WHAT THE EXERCISE ASKS
Find every line in the listing below that includes the word "blade", then give only how many there are.

DATASET RECORDS
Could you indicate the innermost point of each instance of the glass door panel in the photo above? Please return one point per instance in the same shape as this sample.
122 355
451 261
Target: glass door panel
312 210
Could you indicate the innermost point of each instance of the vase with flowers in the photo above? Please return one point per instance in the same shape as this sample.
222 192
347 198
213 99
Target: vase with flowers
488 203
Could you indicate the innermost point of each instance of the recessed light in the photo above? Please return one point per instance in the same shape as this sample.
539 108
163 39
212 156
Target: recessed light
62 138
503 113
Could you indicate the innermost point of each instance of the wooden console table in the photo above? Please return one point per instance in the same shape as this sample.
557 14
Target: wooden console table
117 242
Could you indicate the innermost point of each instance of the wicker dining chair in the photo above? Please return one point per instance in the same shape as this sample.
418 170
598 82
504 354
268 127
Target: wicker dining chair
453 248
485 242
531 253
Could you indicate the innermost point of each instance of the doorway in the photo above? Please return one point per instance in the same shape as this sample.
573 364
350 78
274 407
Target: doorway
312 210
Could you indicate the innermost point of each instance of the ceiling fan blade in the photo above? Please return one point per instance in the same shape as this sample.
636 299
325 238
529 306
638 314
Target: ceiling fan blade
--
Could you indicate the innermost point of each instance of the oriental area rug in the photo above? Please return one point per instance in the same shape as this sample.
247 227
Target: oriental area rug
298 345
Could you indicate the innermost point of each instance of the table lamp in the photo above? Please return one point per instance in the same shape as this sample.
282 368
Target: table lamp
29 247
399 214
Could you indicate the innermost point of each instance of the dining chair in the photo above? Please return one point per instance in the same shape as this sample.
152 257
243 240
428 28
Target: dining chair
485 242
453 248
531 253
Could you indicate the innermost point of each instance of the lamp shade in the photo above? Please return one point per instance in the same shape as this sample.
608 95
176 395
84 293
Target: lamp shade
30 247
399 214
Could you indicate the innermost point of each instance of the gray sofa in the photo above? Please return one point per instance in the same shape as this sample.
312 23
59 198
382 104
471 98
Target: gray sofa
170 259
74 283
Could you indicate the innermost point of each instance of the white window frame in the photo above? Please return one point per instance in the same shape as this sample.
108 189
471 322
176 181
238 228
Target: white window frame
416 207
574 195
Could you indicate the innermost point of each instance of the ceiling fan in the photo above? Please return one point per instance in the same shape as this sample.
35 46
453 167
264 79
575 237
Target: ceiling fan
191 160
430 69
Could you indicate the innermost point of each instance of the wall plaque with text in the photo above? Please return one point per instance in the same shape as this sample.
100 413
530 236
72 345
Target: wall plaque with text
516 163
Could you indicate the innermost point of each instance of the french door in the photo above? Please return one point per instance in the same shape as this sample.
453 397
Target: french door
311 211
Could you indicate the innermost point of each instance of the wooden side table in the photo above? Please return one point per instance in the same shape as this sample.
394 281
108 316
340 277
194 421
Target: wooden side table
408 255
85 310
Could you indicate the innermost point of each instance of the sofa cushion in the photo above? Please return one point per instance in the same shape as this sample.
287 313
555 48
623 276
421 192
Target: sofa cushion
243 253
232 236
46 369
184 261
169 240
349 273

WRITTEN REPLY
2